══ Record set ══

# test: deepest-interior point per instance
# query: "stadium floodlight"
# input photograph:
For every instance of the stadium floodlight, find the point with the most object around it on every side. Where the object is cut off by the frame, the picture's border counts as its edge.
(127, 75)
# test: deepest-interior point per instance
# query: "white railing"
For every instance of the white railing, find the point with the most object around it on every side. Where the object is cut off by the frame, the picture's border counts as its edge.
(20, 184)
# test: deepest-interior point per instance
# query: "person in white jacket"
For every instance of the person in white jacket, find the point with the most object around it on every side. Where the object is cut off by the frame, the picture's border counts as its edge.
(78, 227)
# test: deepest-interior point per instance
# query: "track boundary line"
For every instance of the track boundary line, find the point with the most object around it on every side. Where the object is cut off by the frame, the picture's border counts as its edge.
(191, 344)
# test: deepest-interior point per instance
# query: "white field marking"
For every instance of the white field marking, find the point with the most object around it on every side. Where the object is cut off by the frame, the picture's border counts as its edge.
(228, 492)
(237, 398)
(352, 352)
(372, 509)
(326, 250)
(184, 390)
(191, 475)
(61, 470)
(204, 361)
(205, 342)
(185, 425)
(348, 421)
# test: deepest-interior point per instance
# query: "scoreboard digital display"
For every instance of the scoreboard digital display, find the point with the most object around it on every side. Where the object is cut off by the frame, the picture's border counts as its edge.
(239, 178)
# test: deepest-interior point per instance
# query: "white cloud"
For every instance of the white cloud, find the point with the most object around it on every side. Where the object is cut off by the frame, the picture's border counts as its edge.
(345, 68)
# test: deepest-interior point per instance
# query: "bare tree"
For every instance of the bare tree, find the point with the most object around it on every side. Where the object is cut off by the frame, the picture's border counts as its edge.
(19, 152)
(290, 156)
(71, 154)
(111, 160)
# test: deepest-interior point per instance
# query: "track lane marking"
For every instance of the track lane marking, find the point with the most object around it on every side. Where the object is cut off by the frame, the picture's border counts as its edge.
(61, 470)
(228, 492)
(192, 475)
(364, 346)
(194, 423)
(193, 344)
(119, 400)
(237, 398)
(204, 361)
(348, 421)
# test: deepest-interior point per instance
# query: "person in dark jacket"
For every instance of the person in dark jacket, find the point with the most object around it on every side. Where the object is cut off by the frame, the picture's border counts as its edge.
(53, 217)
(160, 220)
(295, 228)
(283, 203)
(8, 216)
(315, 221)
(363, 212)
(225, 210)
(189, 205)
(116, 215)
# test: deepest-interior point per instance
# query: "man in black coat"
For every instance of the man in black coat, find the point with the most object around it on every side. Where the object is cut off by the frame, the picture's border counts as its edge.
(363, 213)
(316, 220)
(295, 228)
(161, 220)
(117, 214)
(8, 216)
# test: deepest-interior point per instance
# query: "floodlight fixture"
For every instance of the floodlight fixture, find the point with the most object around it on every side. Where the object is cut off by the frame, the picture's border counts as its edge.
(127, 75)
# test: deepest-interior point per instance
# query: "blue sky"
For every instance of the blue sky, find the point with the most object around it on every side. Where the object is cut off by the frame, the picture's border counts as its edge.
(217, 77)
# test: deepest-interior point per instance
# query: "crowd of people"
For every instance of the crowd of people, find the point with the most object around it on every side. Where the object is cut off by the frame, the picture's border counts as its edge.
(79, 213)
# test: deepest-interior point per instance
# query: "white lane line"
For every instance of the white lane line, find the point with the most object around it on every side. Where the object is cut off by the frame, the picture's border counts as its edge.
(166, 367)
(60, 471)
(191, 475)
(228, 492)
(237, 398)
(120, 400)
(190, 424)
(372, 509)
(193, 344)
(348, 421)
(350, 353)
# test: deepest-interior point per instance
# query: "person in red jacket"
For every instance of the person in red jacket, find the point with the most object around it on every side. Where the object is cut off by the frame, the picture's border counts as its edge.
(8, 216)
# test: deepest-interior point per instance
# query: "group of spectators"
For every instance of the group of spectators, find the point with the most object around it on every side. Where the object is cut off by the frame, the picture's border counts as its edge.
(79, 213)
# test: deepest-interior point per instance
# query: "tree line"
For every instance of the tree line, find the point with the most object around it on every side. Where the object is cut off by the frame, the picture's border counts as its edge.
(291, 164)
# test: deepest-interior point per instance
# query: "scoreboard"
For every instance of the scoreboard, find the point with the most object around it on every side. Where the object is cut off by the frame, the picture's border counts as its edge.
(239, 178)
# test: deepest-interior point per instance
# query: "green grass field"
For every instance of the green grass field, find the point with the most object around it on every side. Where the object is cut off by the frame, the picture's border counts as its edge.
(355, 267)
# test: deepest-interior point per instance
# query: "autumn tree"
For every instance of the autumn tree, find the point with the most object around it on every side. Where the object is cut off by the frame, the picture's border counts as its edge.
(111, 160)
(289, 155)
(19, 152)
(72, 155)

═══

### Prompt
Write the listing out again, matching every line exactly.

### Task solution
# test: deepest-interior point per instance
# query: "stadium floodlight"
# input photograph:
For every instance of the stadium floodlight, find the point with the most object around it on every side. Where the object is cut off by the frame, the picture's border counts as its edge.
(127, 75)
# test: deepest-interior point per instance
# query: "white railing"
For every instance of the white railing, find the point with the most object around it on every side. Where the object is cut off by the frame, the picture's border counts as its edge.
(20, 184)
# test: deepest-interior point per instance
# query: "person in white jacket"
For every instance of the person in white jacket, find the point with the most object around it on every side. Where the object is cut off by the frame, the picture's border counts as its edge.
(78, 227)
# test: deepest-interior point per instance
# query: "track boundary line"
For every instance of the track boundary line, find the point with the most object around it on every side. Where the object is cut off by the frame, the picture's border counts as its edge.
(191, 344)
# test: deepest-interior point per instance
# query: "white field marking"
For every instance of the white field marking, find the point with the most object around it on every side. Where the object is cut off by the frame, the picture's border counts as its edge.
(228, 492)
(237, 398)
(352, 352)
(372, 509)
(326, 250)
(184, 390)
(191, 475)
(61, 470)
(204, 361)
(205, 342)
(185, 425)
(348, 421)
# test: deepest-interior point per instance
# query: "scoreboard digital display"
For every instance of the scoreboard digital display, find the point with the most object around it on every side. Where the object is cut off by the frame, the picture's border counts as its edge.
(239, 178)
# test: deepest-interior point per instance
# query: "white cloud"
For every instance of the white cloud, find the point with the most object around it on every side. Where the object is cut off by the frame, the picture's border counts as its edge.
(345, 68)
# test: deepest-interior point per instance
# query: "bare tree"
For every instance of the bare tree, find the point with the most object around it on every side. Where the object is cut off by the frame, the picture's border counts as its edge.
(19, 152)
(290, 156)
(71, 154)
(111, 160)
# test: deepest-interior point per instance
# query: "track lane marking"
For every instance of the track lane marking, find the point with the most object around it on every side. Where the object is cut off by the frame, the picture's border counts as its edge.
(61, 470)
(228, 492)
(192, 475)
(364, 346)
(194, 423)
(193, 344)
(119, 400)
(237, 398)
(204, 361)
(348, 421)
# test: deepest-interior point per instance
# query: "person in dark jacket"
For every instance of the person in dark jacket, find the point with the most object around it on every side. Where the object is cut off by the frame, the picture's border counts as its edge.
(53, 217)
(160, 220)
(295, 228)
(283, 203)
(8, 216)
(315, 221)
(363, 212)
(225, 210)
(189, 205)
(116, 215)
# test: deepest-interior point per instance
# query: "man in black coat"
For every instance of the man in black coat, find the point with the most object around it on every side. Where the object is cut off by the frame, the picture's border counts as its edge.
(363, 213)
(316, 220)
(295, 228)
(161, 220)
(117, 214)
(8, 216)
# test: deepest-interior point per instance
# query: "floodlight fixture"
For every instance of the floodlight fixture, find the point with the most object around it on every side. Where the object is cut off by the frame, the picture's border counts as its edge.
(127, 75)
# test: deepest-interior point per instance
# query: "blue sky"
For every instance of the blue sky, find the point with the most object around it on every side. Where the object is cut off by the frame, the picture's border counts as its edge.
(217, 77)
# test: deepest-interior point per instance
# query: "crowd of people"
For every instance of the crowd of people, find the point with the most object around it on every side. Where the object is cut off by the frame, the picture's border counts as its edge.
(79, 213)
# test: deepest-interior point per instance
# query: "white lane line"
For every instance of the white lane line, find the point with the most object around it on every side. Where the object is cut off by the frame, the picture's border counts as its edge.
(166, 367)
(60, 471)
(191, 475)
(228, 492)
(237, 398)
(120, 400)
(190, 424)
(372, 509)
(193, 344)
(348, 421)
(350, 353)
# test: deepest-interior point per instance
# query: "person in red jacket"
For every instance of the person in red jacket, find the point with the most object around it on every side. Where the object is cut off by the frame, the picture's border counts as its edge.
(8, 216)
# test: deepest-interior point per instance
# query: "group of spectators"
For every instance of the group of spectators, find the point with the most object around it on every side. Where the object is cut off by the frame, the picture's border counts as its edge.
(79, 213)
# test: deepest-interior point per instance
# query: "tree line"
For every instance of the tree line, find the point with the most object around it on every side. Where the object is cut off by the frame, the picture's border counts as its edge.
(291, 164)
# test: deepest-interior point per instance
# query: "scoreboard"
For every instance of the scoreboard, find the point with the most object around it on every side. Where the object is cut off by the frame, the picture's border counts as its edge.
(239, 178)
# test: deepest-interior point per instance
# query: "green grass field"
For every instance of the green grass field, find the point with the most object around it on every side. Where the object is cut off by the frame, the picture's border counts as its edge.
(355, 267)
# test: deepest-interior point per instance
# query: "autumn tree"
For every instance of the autumn tree, find the point with the most object around it on every side. Where the object is cut off by the frame, the picture's border counts as its edge.
(111, 160)
(289, 155)
(19, 152)
(72, 155)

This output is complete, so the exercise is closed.